QUOTED TEXT
## start

The plurality of sources 220 include, without limitation, at least
one of a speaker classifier 220, 220a, a broadcast audio classifier
220, 200b, a hotword detector 220, 220c, a session activity log,
220, 220d, one or more applications 220, 220e executing on the user
device 200, an audio quality scorer 220, 220f, one or more sensors
220, 220g of the user device 200, and the on-device ASR 220, 220n.
As will become apparent, the signal generator 218 is configured to
leverage data/information from any of the sources 220, as well as
any other relevant sources, for generating the content metadata 110
associated with the speech input 104. Moreover, data/information
obtained from two or more sources 220 more overlap, enabling the
signal generator 218 to generate more robust content metadata
110.
[0038] The speaker classifier 220a may compare audio data 103
(e.g., acoustic features related to pronunciation, timing, etc.) of
the speech input 104 to acoustic features for a speaker profile
associated with one or more users 10 of the user device 200. For
example, the speaker profile may be learned and/or generated during
a speaker enrollment process by one or more users 10 of a household
that are authorized to use a user device 200, such as a smart
speaker. If the audio data 103 of the speech input 104 matches the
acoustic features of the speaker profile for one or more users 10
associated with user device 200, the speaker classifier 220a may
output a high speaker-identification score indicating that the
speech input 104 was likely spoken by a user 10 associated with the
user device 200. In this instance, the signal generator 218 could
use the high speaker-identification score to provide content
metadata 110 indicating a high likelihood that the corresponding
ASR request 102 is genuine. On the other hand, the speaker
classifier 220a may provide a low speaker-identification score when
the audio data 103 of the speech input 104 does not match acoustic
features of a speaker profile for a user 10 associated with the
user device 200. Accordingly, the speaker-identification score may
correspond to a confidence value or probability of the audio data
103 matching a known speaker profile.

## end

INFORMATION SUPPLIED

## start

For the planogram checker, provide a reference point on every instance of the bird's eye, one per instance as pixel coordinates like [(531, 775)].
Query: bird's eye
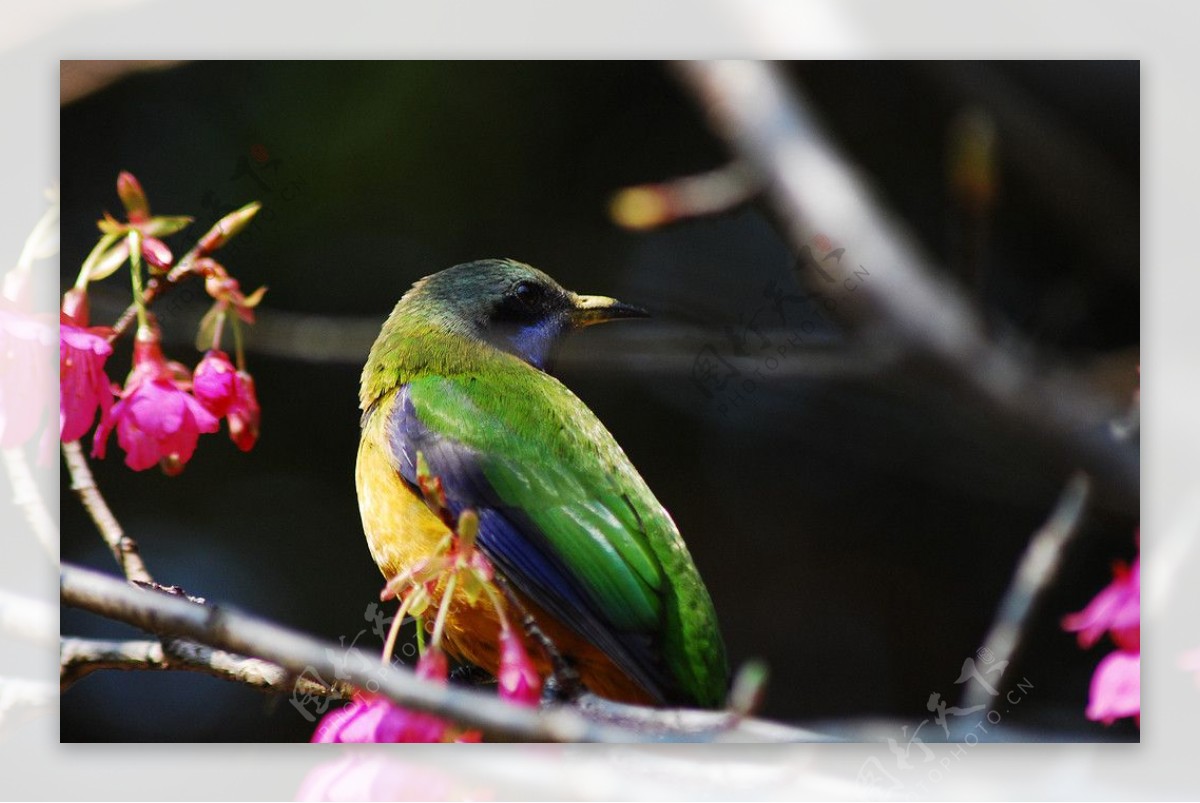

## end

SET PROBLEM A
According to the passage on content metadata, why could the signal generator use a high speaker-identification score to indicate that the corresponding ASR request is likely genuine?
SET PROBLEM B
Check each statement against the passage on content metadata, answering yes or no and quoting the deciding words: (i) The speaker profile may be generated during a speaker enrollment process. (ii) The signal generator draws data only from the speaker classifier. (iii) The speaker classifier may give a low speaker-identification score when the audio data does not match a speaker profile's acoustic features.
SET PROBLEM C
Output everything from "The plurality of" down to "ASR 220, 220n." in the passage on content metadata.
The listing is separate material, apart from the passage on content metadata.

EXERCISE ANSWER A
The speaker classifier outputs a high speaker-identification score when the audio data of the speech input matches the acoustic features of the speaker profile for one or more users associated with the user device. Such a score indicates that the speech input was likely spoken by a user associated with the device.

EXERCISE ANSWER B
(i) Yes: "the speaker profile may be learned and/or generated during a speaker enrollment process"
(ii) No: "leverage data/information from any of the sources 220, as well as any other relevant sources"
(iii) Yes: "may provide a low speaker-identification score when the audio data 103 of the speech input 104 does not match acoustic features of a speaker profile"

EXERCISE ANSWER C
The plurality of sources 220 include, without limitation, at least
one of a speaker classifier 220, 220a, a broadcast audio classifier
220, 200b, a hotword detector 220, 220c, a session activity log,
220, 220d, one or more applications 220, 220e executing on the user
device 200, an audio quality scorer 220, 220f, one or more sensors
220, 220g of the user device 200, and the on-device ASR 220, 220n.